What to work on => Revise the lines below by replacing every occurrence of "Mark each instance with a point" with "Place a point on each instance", leaving everything else unchanged.

Input rows =>
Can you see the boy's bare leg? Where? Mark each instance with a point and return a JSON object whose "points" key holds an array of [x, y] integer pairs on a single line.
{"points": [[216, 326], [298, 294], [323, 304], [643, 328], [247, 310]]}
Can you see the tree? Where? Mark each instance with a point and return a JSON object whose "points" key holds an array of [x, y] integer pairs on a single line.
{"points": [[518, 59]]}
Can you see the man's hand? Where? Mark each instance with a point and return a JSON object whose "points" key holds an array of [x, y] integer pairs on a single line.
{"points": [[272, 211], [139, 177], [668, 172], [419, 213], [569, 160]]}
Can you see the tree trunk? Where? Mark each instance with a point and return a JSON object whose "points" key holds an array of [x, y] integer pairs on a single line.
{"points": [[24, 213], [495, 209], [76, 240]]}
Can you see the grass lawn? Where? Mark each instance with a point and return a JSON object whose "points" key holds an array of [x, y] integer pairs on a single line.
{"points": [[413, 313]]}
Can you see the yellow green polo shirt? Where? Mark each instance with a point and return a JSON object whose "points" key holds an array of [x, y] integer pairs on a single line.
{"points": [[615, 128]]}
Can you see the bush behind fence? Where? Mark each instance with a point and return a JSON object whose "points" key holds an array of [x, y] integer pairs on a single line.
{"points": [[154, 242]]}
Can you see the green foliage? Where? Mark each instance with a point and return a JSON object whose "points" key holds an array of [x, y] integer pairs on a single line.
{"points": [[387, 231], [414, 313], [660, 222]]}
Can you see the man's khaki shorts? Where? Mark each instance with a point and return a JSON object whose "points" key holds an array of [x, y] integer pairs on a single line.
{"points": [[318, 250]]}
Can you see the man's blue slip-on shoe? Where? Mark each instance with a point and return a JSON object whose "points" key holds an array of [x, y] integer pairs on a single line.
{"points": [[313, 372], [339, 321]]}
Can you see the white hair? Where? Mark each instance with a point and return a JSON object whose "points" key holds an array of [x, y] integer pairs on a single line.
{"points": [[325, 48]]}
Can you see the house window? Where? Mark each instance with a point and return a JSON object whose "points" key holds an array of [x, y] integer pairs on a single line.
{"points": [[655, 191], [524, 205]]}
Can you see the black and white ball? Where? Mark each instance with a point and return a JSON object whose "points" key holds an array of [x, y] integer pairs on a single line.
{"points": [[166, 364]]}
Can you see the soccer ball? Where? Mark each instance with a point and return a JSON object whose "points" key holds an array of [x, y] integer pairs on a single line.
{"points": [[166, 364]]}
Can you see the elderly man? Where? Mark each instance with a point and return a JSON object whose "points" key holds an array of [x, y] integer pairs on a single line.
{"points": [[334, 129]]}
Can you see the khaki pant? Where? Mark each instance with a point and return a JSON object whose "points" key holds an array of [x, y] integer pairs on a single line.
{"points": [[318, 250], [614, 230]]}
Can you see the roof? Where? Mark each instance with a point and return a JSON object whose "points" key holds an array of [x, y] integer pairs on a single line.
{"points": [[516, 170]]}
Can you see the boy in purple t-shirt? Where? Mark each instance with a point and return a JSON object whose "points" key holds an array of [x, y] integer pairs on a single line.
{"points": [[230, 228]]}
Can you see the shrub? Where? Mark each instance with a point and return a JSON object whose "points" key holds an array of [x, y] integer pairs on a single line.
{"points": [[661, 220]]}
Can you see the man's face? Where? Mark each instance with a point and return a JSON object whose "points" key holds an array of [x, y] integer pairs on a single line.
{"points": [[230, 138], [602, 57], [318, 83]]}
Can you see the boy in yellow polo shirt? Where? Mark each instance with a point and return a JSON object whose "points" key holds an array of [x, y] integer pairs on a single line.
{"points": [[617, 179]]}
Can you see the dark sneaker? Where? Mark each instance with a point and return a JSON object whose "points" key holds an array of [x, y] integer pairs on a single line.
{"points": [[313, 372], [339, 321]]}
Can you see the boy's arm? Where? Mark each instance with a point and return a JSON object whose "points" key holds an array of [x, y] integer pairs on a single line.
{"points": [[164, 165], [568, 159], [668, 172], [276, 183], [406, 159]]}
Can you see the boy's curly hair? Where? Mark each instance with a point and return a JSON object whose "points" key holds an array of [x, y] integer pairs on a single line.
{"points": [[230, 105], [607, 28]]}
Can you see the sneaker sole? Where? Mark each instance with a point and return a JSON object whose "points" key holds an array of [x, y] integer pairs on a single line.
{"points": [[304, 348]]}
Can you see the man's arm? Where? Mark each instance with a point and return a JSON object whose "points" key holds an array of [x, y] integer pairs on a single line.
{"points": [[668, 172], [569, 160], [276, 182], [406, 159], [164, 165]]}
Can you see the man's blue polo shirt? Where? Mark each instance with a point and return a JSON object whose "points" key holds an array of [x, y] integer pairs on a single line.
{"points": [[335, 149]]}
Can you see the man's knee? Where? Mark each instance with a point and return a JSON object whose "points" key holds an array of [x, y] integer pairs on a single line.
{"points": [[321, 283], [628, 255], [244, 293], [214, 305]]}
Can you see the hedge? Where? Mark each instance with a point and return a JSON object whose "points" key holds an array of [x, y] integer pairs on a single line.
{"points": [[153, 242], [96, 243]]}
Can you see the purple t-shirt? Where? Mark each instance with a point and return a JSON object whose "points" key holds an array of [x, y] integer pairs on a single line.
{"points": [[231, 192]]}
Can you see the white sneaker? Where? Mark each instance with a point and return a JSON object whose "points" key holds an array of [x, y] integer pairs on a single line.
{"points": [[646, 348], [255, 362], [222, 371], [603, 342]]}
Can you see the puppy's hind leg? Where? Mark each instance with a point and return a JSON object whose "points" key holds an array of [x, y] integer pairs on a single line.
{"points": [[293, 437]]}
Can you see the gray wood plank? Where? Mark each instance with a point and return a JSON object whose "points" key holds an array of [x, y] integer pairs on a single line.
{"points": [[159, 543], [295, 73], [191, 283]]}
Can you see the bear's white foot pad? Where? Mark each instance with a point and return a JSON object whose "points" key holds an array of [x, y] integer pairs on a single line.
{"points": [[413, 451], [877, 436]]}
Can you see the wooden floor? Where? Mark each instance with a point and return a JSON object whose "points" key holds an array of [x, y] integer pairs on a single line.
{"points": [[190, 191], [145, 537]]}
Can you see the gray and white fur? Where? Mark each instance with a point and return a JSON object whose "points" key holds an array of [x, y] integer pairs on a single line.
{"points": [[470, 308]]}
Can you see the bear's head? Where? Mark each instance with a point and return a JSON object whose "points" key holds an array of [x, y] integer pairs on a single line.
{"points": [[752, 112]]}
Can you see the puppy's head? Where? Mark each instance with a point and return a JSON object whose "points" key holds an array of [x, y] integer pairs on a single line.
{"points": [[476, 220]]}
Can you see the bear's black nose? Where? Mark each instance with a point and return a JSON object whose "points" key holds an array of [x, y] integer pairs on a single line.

Answer to this exercise =>
Can you see the boy's bare leg? Where? Place a point on each instance and return a JSON object whose "points" key holds an array of [x, y] integer pairs on a single line.
{"points": [[216, 326], [298, 294], [323, 304], [643, 328], [247, 310]]}
Can you see the tree? Where? Place a point on each instance and return a JSON object whose "points" key holds an array of [x, y] integer pairs on a single line.
{"points": [[518, 59]]}
Can you see the man's hand? Where? Place a point on each instance and return a JSON object whose "points" key holds an array of [x, y] integer pairs on a single line.
{"points": [[272, 211], [139, 177], [668, 172], [419, 213], [569, 160]]}
Can you see the tree trunk? Where? Place a point on each instance and return a JSON object whose "points" key holds an array of [x, y] integer pairs on a single line.
{"points": [[24, 213], [495, 209], [76, 240]]}
Can you see the grass lawn? Where? Place a point on each instance and return a JSON object whose "points" key holds an array of [x, y] integer pairs on a single line.
{"points": [[413, 313]]}
Can you see the yellow green polo shirt? Where? Place a point on each instance and return a JSON object whose "points" key holds an array of [x, y] integer pairs on a single line.
{"points": [[615, 128]]}
Can you see the bush behind fence? Where? Place a point on each instance and return a JSON object whose "points" key holds an array of [x, y] integer pairs on a single line.
{"points": [[154, 242]]}
Can you see the green foliage? Where? Place a point on each instance and return a JSON object whose "points" key holds an array of [x, y] integer pairs on a single line.
{"points": [[387, 231], [414, 313], [660, 222]]}
Can you see the man's khaki shorts? Where? Place a point on each instance and return a JSON object whose "points" key holds an array of [x, y] integer pairs on a single line.
{"points": [[318, 250]]}
Can you see the man's blue slip-on shoe? Where? Place a point on each instance and return a JSON object whose "points" key holds an array of [x, y] integer pairs on a single line.
{"points": [[313, 372], [339, 321]]}
Can you see the white hair? Where? Place a point on each instance and return a JSON object whose "points" key holds an array of [x, y] integer pairs on a single line.
{"points": [[325, 48]]}
Can you see the house window? Where? Place a point on each instance and return a JSON object whose "points" key holds an array of [x, y] integer pairs on a single line.
{"points": [[655, 191], [524, 205]]}
Can you see the black and white ball? Where? Place a point on each instance and return a JSON object whose "points" key holds an array of [x, y] integer pairs on a single line.
{"points": [[166, 364]]}
Can you see the soccer ball? Where? Place a point on each instance and return a JSON object whose "points" key holds an array of [x, y] integer pairs on a single line.
{"points": [[166, 364]]}
Can you see the elderly man? Where? Place a point on each instance and return a JSON object whose "points" key holds an array of [x, y] integer pairs on a single line.
{"points": [[334, 129]]}
Can you see the khaki pant? Where? Place a point on each instance and return a JSON object whose "points" key holds an array of [x, y] integer pairs on a single line.
{"points": [[318, 250], [614, 230]]}
Can you see the roof? Where? Place a point on each instance and return a JSON object whose "points" key holds an array of [x, y] integer pairs on a single line.
{"points": [[516, 170]]}
Can you see the boy in purple t-shirt? Where? Place a point on each instance and return a JSON object whose "points" key holds an array of [x, y] integer pairs on a single line.
{"points": [[230, 228]]}
Can you see the shrub? Where? Place a point on each instance and return a JSON object whose "points" key holds an array of [x, y] integer pairs on a single line.
{"points": [[661, 220]]}
Can you see the man's face? Where? Place a point on each instance and return a JSON object whose "points" key holds an array of [x, y] integer pairs on a single line.
{"points": [[230, 138], [602, 57], [318, 83]]}
Can you see the boy in yellow polo shirt? Where? Place a point on each instance and return a JSON object whose "points" key holds an array of [x, y] integer pairs on a single line.
{"points": [[617, 179]]}
Can you see the dark sneaker? Where? Place a point on each instance and return a JSON object whose "points" key holds an array of [x, y] integer pairs on a single line.
{"points": [[313, 372], [339, 321]]}
Can you see the boy's arm? Where? Place a point on each instance and return a JSON object whose "points" key holds an array of [x, y] integer pairs on a single line.
{"points": [[164, 165], [568, 159], [668, 172], [276, 183], [406, 159]]}
Can you see the boy's curly hair? Where? Place a point on each instance and return a JSON object whose "points" key holds an array of [x, y] integer pairs on a single line.
{"points": [[230, 105], [607, 28]]}
Can you see the sneaker sole? Where? Place a point on each instance and return a JSON object whose "points" key holds an array of [x, y] integer pairs on a single line.
{"points": [[304, 348]]}
Can you see the man's arm? Where? Place a point on each instance and return a JSON object whose "points" key holds an array of [x, y] integer pairs on a single line.
{"points": [[668, 172], [569, 160], [276, 182], [406, 159], [164, 165]]}
Can you see the man's blue polo shirt? Where? Place a point on each instance and return a JSON object whose "points" key holds an array of [x, y] integer pairs on a single line.
{"points": [[335, 149]]}
Can you see the man's knee? Where? Place a point on each instance and return a JSON object whose "points" key holds an array of [x, y] integer pairs on a single line.
{"points": [[321, 283], [628, 255], [244, 293], [214, 305]]}
Can you see the hedge? Where? Place a point on each instance and return a JSON object whose "points" key holds an array of [x, y] integer pairs on a single line.
{"points": [[153, 242], [96, 243]]}
Can you see the purple t-shirt? Where? Place a point on each instance and return a JSON object whose "points" key holds an array of [x, y] integer pairs on a single line.
{"points": [[231, 192]]}
Can you see the white sneaker? Where? Place a point on each instance and return a JSON object whose "points" key holds an array of [x, y] integer pairs on a single line.
{"points": [[646, 348], [255, 362], [222, 371], [603, 342]]}
Can you see the puppy's hind leg? Where? Place a point on each instance and return a JSON object whose "points" key holds an array of [x, y] integer pairs on a single line.
{"points": [[293, 437]]}
Can you see the gray wood plank? Where? Place a point on each instance and return a JSON object whose "points" key holds an array of [x, y] integer pairs on a single line.
{"points": [[159, 543], [295, 73], [191, 283]]}
Can you see the bear's white foot pad? Where? Place a point on each instance and return a JSON object whose "points" key holds an array of [x, y] integer pairs on a single line.
{"points": [[413, 451], [877, 436]]}
Can you see the wooden floor? Where? Place a point on each instance and return a JSON object whose "points" key holds an array of [x, y] integer pairs on a single line.
{"points": [[190, 191], [145, 537]]}
Can you see the gray and white fur? Where? Place a point on each instance and return a JSON object whose "points" key holds an array of [x, y] integer pairs on a single line.
{"points": [[470, 308]]}
Can you see the bear's head? Where? Place a point on each instance and return a JSON object whose "points" key holds an array of [x, y] integer pairs on a single line.
{"points": [[752, 112]]}
Can you see the puppy's head? Where? Place a point on each instance and return a JSON object whose "points" key holds an array of [x, y] integer pairs on a single line.
{"points": [[476, 220]]}
Can you see the bear's black nose? Where? Place a point on each instance and return a JSON object whose "points" key holds an array of [x, y] integer pairs on a single line.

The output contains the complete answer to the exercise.